* **Task objective**: Transcribe the part of the timballo text below between "Bring a pot" and "then set aside.", inclusive.

** Start of Document text **

The timballo derives its name from the receptacle it is baked in which resembles loosely the shape of a drum. The timbales drum which often appears in the drum kits of reggae and ska bands was popular in the seventies and eighties before being kicked off the stage by digital sampling and computerised drum machines. I had heard a different origin for the name, that it is shaped like a large oversized thimble, and had held that illusion until I did a little reading for this post.

The timballo derives its name from the receptacle it is baked in which resembles loosely the shape of a drum. Photo credit The BFD.

I first came across the timballo in a wonderful cookbook Foods of Italy, written by the world-renowned Italian Chef Giuliano Bugiallis. The Florentine chef offered up a porcini mushroom and tomato version of the timballo which was served as a ‘pasta soufflé’, baked in individual stainless timballos and upended on a dinner plate. If you can ever lay your hands on a copy of this book you will have struck gold.

The recipe I am going to share is one I made recently for the supper of a wonderful gentleman here in Jerusalem.

Timballo di Spinaci (makes 4 individual timballi)

Ingredients:

  • Fresh spinach 400 gram
  • Medium onion, peeled and diced finely
  • Olive oil
  • Garlic clove x 2, diced finely
  • Parsley x small bunch, washed and chopped
  • Three plump tomatoes, peeled
  • Fettuccini, cooked, approx. 100 gram
  • Grated Parmigiano x 50 gram
  • Grated Emmental or Gouda x 50 gram
  • Cream x 250 ml
  • Butter x 1 tablespoon
  • Eggs x 4
  • Salt & pepper
  • Dried majoram
  • Nutmeg for grating
  • Baking paper
  • Aluminium foil
  • Timballo x 4 or a larger receptacle if not doing individual portions .

Method:

Bring a pot of water to boil, add salt, wash spinach, then remove any thick stems from the spinach and blanch for 5 seconds in the water. Remove to ice water and then to a colander to drain. While in the colander squeeze out all excess water from the spinach, chop roughly then set aside.

** End of Document text **
** Start of Information given **

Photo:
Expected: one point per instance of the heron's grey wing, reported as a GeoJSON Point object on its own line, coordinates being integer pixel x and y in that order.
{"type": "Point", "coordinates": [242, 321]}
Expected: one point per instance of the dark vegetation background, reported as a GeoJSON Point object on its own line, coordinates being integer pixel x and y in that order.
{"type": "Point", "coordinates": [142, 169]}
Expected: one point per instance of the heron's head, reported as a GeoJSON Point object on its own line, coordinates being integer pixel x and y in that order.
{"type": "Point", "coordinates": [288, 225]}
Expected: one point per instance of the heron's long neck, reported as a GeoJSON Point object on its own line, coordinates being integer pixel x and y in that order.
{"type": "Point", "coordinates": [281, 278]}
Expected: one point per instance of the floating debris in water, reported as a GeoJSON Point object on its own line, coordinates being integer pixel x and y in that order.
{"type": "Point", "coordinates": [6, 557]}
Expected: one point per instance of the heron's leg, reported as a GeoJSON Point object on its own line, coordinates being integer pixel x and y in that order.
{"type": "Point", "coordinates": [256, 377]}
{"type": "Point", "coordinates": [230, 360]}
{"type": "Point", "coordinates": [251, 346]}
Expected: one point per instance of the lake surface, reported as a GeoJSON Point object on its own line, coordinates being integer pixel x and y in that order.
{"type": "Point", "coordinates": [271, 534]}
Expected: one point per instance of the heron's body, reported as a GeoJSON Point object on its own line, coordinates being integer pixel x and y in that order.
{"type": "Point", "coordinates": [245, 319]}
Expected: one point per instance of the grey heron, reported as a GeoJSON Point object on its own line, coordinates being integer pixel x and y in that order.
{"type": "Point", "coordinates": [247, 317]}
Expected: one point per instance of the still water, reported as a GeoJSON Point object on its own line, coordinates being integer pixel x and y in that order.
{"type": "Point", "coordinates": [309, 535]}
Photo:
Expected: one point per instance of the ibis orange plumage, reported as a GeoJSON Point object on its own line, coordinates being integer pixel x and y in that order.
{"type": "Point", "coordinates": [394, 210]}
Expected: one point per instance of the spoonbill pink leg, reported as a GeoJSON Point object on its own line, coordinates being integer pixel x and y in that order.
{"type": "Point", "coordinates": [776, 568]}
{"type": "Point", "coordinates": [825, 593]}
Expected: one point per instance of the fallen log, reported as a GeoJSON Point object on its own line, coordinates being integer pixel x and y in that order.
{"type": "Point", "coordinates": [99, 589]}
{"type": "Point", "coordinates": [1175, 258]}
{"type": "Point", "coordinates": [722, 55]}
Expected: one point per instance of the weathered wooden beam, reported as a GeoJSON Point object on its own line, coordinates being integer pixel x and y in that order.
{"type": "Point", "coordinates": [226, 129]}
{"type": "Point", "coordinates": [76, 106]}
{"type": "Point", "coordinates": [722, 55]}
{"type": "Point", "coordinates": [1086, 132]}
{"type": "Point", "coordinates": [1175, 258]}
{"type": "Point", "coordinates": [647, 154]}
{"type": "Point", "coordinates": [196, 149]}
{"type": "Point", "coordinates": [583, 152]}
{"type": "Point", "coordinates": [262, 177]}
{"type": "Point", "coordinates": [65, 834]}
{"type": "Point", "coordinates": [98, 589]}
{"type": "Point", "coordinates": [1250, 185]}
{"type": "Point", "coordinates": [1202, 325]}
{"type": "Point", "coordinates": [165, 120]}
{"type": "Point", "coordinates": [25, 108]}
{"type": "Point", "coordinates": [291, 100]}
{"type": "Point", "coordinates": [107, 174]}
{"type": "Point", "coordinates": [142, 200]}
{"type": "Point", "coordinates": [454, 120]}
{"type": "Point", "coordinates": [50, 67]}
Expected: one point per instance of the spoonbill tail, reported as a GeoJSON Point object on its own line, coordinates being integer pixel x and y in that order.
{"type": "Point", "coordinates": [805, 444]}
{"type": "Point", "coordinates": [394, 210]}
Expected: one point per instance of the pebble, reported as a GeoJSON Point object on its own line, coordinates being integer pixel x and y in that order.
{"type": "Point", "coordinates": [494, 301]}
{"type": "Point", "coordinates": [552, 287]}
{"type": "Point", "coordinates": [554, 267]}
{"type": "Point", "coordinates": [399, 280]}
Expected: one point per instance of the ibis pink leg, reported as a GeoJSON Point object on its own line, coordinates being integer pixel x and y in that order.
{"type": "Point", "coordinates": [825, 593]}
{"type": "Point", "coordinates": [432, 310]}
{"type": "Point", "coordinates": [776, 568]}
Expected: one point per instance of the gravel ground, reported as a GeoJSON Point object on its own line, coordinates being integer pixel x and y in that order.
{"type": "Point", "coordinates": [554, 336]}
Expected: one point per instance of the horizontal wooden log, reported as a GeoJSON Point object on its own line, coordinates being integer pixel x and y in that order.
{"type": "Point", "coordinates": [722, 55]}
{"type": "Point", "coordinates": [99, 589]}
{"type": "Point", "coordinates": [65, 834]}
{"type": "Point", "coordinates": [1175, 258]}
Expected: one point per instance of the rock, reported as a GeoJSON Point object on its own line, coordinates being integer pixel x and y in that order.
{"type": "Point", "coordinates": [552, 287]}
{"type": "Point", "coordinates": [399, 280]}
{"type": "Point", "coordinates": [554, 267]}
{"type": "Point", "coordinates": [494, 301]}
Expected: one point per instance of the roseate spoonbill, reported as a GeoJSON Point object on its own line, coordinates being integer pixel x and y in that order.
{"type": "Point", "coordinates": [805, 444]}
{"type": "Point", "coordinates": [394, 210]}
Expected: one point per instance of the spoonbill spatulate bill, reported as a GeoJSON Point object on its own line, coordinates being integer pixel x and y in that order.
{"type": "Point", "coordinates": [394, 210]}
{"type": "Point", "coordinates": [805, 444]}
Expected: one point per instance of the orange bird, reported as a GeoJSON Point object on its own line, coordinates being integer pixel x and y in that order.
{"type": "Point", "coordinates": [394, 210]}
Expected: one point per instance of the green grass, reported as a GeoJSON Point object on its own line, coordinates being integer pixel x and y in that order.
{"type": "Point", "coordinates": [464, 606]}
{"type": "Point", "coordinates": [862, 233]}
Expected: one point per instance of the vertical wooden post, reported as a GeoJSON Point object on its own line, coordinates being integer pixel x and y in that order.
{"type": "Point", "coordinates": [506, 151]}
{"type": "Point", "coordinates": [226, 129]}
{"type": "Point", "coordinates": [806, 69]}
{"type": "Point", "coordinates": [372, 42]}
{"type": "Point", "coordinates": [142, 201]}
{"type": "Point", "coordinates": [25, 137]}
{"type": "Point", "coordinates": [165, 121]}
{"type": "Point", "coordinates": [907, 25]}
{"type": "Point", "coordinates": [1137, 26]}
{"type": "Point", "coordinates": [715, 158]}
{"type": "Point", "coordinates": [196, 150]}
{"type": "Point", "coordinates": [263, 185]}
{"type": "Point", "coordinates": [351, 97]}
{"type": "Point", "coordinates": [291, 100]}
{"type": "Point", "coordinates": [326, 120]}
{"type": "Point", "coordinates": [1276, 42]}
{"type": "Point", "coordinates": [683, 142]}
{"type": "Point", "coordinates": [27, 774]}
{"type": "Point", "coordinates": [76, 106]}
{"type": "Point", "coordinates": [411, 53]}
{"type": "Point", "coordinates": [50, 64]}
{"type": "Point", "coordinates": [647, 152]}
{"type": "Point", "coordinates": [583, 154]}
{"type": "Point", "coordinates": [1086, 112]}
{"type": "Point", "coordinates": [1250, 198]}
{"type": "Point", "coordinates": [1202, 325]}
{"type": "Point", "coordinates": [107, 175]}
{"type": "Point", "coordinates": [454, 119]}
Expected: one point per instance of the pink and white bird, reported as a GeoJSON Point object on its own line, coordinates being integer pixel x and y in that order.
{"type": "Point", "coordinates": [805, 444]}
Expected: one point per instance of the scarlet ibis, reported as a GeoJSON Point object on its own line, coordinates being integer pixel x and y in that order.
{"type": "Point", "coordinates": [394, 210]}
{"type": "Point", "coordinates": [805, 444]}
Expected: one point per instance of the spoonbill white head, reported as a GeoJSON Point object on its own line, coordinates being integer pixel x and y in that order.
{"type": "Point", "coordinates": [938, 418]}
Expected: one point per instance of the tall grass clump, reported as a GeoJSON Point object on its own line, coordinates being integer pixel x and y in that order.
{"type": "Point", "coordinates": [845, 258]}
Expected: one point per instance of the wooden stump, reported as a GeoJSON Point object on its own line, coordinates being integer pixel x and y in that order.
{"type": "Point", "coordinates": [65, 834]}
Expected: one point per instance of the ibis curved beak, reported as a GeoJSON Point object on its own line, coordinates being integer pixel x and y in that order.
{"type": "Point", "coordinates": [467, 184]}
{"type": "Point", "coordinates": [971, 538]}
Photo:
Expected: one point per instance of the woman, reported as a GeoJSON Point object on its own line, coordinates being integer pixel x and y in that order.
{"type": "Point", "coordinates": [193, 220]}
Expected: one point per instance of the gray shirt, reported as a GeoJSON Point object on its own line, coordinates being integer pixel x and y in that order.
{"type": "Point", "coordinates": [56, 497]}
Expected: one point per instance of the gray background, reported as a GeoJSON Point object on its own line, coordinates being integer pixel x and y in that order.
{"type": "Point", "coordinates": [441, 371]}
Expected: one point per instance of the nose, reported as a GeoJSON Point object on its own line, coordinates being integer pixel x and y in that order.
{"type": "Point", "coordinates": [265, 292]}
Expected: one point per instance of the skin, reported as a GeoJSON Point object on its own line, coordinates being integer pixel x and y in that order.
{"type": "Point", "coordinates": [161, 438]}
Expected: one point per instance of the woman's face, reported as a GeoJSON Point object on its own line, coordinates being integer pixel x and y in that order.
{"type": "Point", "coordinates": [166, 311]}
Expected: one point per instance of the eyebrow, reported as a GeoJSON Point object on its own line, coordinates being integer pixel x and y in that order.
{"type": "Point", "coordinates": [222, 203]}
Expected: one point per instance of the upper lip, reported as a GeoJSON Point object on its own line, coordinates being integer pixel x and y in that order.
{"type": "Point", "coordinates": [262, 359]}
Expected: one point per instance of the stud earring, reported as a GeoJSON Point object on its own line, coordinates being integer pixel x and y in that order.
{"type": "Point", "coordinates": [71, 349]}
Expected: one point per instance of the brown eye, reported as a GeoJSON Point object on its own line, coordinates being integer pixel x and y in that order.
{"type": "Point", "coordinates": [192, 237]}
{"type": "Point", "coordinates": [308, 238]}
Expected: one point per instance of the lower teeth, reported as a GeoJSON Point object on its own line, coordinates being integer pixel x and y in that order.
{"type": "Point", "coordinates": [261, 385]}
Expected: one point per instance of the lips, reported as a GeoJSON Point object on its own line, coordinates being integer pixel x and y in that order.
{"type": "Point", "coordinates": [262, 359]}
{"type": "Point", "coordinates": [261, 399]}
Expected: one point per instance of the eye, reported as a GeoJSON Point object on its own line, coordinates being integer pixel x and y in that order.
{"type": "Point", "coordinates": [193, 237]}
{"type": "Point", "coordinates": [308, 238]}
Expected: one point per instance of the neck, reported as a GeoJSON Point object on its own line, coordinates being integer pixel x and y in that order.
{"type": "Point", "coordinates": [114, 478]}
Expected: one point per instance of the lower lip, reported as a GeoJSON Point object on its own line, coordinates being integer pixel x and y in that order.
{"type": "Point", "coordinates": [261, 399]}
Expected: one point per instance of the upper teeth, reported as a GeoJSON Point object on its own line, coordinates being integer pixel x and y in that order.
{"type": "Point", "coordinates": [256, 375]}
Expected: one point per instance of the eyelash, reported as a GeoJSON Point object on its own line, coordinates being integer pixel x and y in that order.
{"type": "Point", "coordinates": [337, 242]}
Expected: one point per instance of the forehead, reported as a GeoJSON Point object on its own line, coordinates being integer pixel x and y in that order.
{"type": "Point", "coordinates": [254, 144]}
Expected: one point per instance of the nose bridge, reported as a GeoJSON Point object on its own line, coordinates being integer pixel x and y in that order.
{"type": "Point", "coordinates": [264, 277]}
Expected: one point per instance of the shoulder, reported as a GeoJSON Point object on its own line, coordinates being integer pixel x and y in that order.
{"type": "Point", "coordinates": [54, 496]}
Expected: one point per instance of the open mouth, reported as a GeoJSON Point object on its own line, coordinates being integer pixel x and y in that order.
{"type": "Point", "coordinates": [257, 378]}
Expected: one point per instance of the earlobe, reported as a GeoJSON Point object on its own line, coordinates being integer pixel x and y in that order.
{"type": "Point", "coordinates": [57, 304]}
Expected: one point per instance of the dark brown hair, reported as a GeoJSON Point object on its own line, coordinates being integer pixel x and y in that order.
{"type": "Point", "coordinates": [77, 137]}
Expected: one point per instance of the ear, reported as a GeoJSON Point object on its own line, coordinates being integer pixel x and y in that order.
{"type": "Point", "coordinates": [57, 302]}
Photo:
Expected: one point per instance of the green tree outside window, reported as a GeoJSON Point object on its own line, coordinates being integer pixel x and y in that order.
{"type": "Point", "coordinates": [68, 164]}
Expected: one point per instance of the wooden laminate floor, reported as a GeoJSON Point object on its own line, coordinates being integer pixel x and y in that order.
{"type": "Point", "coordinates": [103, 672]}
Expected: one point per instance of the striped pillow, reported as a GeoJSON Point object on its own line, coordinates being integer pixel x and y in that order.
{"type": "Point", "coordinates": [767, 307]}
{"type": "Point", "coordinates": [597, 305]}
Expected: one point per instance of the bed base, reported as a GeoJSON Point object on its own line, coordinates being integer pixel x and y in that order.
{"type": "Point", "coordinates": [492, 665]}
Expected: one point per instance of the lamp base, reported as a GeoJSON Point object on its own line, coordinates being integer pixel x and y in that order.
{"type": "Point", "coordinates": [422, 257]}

** End of Information given **

* **The output**:
Bring a pot of water to boil, add salt, wash spinach, then remove any thick stems from the spinach and blanch for 5 seconds in the water. Remove to ice water and then to a colander to drain. While in the colander squeeze out all excess water from the spinach, chop roughly then set aside.